** begin Document **
# Fedora 7 repos



## Wile E (Jun 12, 2007)

I have the Fedora 7 dvd on the way down. I was just wondering if anyone has any suggested 3rd party repos for all the non-GNU programs, features and codecs?

I'll also take other suggestions, if you have them.

Keep in mind, I'm no Linux pro, but I'm not a total noob either.


----------



## Zedicus (Jun 12, 2007)

honestly i havent touched the RPM camp in years.  what does redhat even use for package management now?   mandrake (back when it was still mandrake) and its URPMI tool was the last thing i used that handled rpms.   for apt theres marillats packages and others but i cant help much on rpm packags...


----------



## Wile E (Jun 13, 2007)

Fedora uses yum, but I'm willing to try to install a custom package manager, if you have one in mind. I also don't mind building things from source, but I absolutely hate trying to manually resolve dependencies. 

I had FC 6 a while back, but I can't remember for the life of me what 3rd party repos I added to it, and my Google hits aren't ringing any bells for me.
** end Document **
Required work:
- 1) In the Fedora 7 repos thread, which package manager does Fedora use?
- 2) Reproduce the Fedora 7 repos thread starting with "## Wile E (Jun 12, 2007)" and going on through "Zedicus (Jun 12, 2007)".
- 3) Resume the Fedora 7 repos forum thread from its final sentence onward.
The rows placed after this thread have no part in any of this work.
** begin Recorded information **
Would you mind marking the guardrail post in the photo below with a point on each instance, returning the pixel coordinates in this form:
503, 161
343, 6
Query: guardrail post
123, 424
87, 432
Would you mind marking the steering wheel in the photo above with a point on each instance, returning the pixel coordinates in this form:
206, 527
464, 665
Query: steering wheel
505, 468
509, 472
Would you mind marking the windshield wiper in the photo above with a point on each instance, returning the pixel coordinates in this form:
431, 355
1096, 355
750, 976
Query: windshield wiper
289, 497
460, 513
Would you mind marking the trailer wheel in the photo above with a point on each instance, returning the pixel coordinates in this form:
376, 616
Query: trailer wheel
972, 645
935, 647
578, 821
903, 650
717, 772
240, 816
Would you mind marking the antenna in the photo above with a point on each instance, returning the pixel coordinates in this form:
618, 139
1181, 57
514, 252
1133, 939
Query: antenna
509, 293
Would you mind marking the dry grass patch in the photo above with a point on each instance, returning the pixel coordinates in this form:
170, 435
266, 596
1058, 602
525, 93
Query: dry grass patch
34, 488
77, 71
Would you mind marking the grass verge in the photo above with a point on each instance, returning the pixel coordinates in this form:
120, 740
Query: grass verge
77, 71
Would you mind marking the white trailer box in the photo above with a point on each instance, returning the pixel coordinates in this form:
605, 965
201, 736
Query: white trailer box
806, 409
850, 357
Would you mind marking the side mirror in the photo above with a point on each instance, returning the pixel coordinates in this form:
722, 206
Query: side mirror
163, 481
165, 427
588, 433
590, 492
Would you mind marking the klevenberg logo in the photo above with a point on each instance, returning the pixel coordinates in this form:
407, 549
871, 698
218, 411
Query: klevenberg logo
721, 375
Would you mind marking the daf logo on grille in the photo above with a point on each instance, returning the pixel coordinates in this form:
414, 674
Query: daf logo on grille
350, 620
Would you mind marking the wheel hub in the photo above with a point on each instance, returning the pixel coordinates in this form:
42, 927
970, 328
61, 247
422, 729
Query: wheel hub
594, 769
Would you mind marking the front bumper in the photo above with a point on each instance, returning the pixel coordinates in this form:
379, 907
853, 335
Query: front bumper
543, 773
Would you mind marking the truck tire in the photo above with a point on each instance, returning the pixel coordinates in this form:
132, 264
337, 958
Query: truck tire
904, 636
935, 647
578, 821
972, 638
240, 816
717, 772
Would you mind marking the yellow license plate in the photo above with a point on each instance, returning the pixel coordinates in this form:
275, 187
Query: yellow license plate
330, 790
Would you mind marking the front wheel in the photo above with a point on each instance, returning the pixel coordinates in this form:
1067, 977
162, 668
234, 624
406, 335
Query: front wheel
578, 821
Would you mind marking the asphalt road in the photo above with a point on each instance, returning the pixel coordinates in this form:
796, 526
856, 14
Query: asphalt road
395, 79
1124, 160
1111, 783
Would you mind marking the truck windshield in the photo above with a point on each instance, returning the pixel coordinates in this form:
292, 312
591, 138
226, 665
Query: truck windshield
** end Recorded information **
Results of the tasks:
- 1) Fedora uses yum.

- 2)
## Wile E (Jun 12, 2007)

I have the Fedora 7 dvd on the way down. I was just wondering if anyone has any suggested 3rd party repos for all the non-GNU programs, features and codecs?

I'll also take other suggestions, if you have them.

Keep in mind, I'm no Linux pro, but I'm not a total noob either.


----------



## Zedicus (Jun 12, 2007)

- 3)
----------



## Zedicus (Jun 13, 2007)

as much as it sounds like you like to mess with things you should switch to debian pure.   longer set up time to get to a desktop but you can set it up to be ANY combination of features you want.  plus with apt-get and a handfull or 2 of repositorys youll be set for life.

i know u can install apt-rpm on rpm based distros and it works like apt-get. you still cant use it with real debian repositorys so to me it sounds a tad useless.   ive heard of yum but never used it. anything would have to be better then the old rpm dependency hell though.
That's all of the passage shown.